PROBLÈME À RÉSOUDRE: Selon l'extrait sur l'entente dans la pêche réunionnaise, quel est le montant de la sanction pécuniaire prononcée contre l'association interprofessionnelle de pêche et d'aquaculture ?

Xavier Delpech – Docteur en droit - Juris associations - Partenaire Associathèque

Notion d’entente

Les associations, lorsqu’elles exercent une activité économique, sont susceptibles d’être sanctionnées sur le fondement du droit de la concurrence, qu’il s’agisse de la concurrence déloyale (Com. 26 févr. 2020, n° 18-19.153), des pratiques restrictives de concurrence (Civ. 1re, 5 févr. 2020, n° 18-18.854) ou encore des pratiques anticoncurrentielles, lesquelles englobent abus de position dominante (Com. 8 févr. 2017, n° 15-15.005) et entente (Com. 12 sept. 2018, n° 14-19.589). C’est à nouveau d’entente dont il est question dans cette décision de l’Autorité de la concurrence du 16 novembre 2022. Rappelons au préalable, que, en application de l’article L. 420-1 du code de commerce, constitue une entente une pratique anticoncurrentielle ayant pour objet ou pour effet de fausser ou d'entraver le jeu de la concurrence, qui est formalisée dans un accord ou résulte seulement d'une pratique concertée. Elle est en principe interdite, aussi bien par le droit français que par le droit de l'Union européenne. Toutefois, certaines ententes peuvent être justifiées notamment parce qu'elles ont pour effet de contribuer au progrès économique. Elle est, au surplus assortie d’une sanction pécuniaire dont le montant, lorsqu’il s'agit d'une entreprise – une association exerçant une activité économique est considérée comme telle –, le montant de la sanction est plafonné à 10 % du chiffre d'affaires mondial hors taxes le plus élevé réalisé au cours d'un des exercices clos depuis l'exercice précédant celui au cours duquel les pratiques ont été mises en œuvre (C. com., art. L. 464-2).

Une entente dans le secteur de la pêche et de l’aquaculture sur l’île de La Réunion

Dans l’affaire jugée, le « gendarme de la concurrence » a prononcé une sanction pécuniaire d’un montant de 60 000 euros à l'encontre d’une association interprofessionnelle de pêche et d’aquaculture pour avoir organisé, sur l’île de La Réunion, une entente entre ses membres portant sur la fixation des prix de vente du poisson et le contrôle de la production et des débouchés.

L’association condamnée se compose de dix organisations d’entreprises, associations ou syndicats patronaux, représentant l’ensemble de la chaîne de valeur de la filière du poisson à la Réunion (production, transformation et commercialisation). En 2020, elle représentait pas moins de 90 % de la débarque locale de poisson frais à la Réunion. Elle est organisée en trois comités de gestion, instances décisionnelles spécifiques à chaque filière de production. Les organisations membres de l’association y jouent un rôle majeur puisqu’elles sont membres des comités de gestion, en tant que « familles professionnelles », et participent ainsi aux décisions prises par l’association.

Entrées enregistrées
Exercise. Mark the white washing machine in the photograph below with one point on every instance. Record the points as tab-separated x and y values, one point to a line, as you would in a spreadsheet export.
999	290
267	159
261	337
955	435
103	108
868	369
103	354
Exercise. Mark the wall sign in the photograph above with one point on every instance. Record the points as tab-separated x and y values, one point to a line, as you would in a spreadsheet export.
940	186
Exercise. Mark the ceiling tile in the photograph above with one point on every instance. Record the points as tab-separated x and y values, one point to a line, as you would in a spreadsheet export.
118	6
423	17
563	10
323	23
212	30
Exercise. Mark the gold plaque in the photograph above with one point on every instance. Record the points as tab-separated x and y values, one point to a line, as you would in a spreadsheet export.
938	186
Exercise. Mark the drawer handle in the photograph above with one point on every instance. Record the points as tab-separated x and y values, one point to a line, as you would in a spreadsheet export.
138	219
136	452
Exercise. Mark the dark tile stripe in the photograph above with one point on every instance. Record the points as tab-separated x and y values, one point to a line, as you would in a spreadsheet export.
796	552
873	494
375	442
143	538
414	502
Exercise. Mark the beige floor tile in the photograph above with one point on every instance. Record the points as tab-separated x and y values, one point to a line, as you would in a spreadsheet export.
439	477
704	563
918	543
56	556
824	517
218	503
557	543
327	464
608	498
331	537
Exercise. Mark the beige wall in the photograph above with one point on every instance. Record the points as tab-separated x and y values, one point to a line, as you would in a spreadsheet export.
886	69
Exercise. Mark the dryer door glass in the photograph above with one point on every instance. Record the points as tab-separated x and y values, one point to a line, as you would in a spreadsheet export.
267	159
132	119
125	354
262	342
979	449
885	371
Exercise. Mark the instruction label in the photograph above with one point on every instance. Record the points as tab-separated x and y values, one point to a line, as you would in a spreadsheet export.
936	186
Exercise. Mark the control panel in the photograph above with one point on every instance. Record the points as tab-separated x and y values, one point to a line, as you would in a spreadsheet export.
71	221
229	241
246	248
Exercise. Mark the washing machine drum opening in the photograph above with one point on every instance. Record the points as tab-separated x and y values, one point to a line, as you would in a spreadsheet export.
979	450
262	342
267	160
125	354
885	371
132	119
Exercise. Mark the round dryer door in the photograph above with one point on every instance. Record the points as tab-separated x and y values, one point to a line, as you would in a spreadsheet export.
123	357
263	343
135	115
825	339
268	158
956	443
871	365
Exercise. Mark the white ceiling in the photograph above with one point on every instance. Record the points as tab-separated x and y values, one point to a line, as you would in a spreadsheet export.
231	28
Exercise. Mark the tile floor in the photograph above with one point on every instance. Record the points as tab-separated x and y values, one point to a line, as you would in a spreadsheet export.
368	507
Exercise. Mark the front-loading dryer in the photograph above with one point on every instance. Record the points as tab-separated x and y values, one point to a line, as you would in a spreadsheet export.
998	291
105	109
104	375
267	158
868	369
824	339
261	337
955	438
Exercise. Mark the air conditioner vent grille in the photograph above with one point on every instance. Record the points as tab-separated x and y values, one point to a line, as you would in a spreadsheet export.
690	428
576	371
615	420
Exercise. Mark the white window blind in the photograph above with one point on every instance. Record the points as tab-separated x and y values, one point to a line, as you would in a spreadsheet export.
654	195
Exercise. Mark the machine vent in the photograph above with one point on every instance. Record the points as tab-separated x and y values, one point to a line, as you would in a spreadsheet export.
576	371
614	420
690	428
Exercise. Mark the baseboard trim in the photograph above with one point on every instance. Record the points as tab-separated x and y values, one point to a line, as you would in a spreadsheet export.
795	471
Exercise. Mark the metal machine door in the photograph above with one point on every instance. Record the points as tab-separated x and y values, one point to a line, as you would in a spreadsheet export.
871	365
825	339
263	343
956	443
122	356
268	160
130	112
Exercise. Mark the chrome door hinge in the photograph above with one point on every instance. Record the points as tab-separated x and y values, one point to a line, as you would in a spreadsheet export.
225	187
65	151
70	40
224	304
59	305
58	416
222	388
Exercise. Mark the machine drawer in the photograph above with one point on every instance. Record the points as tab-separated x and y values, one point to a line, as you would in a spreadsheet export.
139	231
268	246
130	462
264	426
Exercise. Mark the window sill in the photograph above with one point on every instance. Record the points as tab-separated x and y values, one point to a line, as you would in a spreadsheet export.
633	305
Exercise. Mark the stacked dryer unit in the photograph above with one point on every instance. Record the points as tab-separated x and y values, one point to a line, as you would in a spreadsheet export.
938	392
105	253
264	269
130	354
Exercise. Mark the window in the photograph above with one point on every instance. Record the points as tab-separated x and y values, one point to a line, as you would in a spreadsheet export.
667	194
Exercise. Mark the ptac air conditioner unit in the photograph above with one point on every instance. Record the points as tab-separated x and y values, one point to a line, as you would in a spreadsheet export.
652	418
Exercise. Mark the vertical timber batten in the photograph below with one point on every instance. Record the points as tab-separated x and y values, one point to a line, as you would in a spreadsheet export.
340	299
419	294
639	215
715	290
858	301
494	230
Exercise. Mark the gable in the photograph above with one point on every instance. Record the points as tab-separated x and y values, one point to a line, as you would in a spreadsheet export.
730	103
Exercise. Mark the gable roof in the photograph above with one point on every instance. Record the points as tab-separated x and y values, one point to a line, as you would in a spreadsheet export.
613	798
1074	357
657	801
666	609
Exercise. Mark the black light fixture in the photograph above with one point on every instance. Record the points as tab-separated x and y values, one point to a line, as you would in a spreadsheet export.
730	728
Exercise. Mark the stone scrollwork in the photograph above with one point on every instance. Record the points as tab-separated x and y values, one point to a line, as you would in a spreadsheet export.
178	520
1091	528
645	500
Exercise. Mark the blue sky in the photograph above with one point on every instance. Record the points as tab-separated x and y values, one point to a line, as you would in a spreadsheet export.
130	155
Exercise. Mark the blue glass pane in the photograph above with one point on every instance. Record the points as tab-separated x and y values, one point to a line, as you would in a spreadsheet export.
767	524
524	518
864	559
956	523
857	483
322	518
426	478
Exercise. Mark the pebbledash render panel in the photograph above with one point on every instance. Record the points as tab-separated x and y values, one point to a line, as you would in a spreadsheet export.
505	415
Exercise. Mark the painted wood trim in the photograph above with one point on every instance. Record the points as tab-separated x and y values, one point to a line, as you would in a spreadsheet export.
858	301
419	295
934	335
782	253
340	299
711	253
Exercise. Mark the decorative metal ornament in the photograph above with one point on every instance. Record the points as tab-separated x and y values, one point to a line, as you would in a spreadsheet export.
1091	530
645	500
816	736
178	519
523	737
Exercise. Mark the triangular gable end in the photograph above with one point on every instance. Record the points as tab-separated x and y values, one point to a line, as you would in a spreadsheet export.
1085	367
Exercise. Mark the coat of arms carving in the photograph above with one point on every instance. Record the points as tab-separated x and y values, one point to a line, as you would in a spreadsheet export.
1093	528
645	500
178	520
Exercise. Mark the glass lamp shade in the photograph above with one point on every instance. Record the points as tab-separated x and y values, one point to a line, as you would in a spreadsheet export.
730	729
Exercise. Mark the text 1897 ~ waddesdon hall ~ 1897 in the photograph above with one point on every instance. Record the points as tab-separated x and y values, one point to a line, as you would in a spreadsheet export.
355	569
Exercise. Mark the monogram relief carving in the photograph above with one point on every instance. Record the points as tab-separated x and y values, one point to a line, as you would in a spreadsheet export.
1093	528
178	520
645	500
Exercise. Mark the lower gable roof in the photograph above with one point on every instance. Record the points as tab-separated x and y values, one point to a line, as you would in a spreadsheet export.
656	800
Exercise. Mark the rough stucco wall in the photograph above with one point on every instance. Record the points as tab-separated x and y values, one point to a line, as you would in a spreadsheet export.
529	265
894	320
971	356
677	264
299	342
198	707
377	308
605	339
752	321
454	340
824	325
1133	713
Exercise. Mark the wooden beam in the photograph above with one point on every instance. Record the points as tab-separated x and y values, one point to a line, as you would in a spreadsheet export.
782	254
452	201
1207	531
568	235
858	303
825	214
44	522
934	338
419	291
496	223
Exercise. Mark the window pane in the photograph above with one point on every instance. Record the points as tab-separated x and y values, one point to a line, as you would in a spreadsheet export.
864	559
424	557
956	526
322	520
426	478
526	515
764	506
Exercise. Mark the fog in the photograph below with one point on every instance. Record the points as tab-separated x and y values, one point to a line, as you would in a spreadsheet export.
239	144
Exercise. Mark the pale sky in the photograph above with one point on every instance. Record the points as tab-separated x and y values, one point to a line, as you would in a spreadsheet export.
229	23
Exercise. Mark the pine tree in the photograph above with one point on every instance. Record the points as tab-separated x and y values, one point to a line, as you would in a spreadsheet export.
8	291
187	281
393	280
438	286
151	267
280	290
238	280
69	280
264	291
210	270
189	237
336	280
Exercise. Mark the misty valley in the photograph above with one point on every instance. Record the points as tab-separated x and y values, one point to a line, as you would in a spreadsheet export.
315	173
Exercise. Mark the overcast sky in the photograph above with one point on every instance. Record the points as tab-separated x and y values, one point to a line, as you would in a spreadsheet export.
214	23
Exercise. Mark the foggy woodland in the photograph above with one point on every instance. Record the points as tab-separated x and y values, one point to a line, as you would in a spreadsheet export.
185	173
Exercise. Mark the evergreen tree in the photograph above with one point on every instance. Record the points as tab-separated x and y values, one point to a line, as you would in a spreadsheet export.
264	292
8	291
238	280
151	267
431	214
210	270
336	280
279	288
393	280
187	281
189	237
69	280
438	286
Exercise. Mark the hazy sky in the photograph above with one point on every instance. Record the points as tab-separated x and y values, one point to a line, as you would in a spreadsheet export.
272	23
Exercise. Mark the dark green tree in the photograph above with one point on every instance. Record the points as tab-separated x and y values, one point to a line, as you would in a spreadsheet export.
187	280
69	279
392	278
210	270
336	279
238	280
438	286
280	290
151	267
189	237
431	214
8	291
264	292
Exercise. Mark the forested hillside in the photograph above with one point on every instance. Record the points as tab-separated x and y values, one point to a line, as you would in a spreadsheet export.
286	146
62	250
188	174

RÉPONSE À LA TÂCHE: Une sanction pécuniaire de 60 000 euros.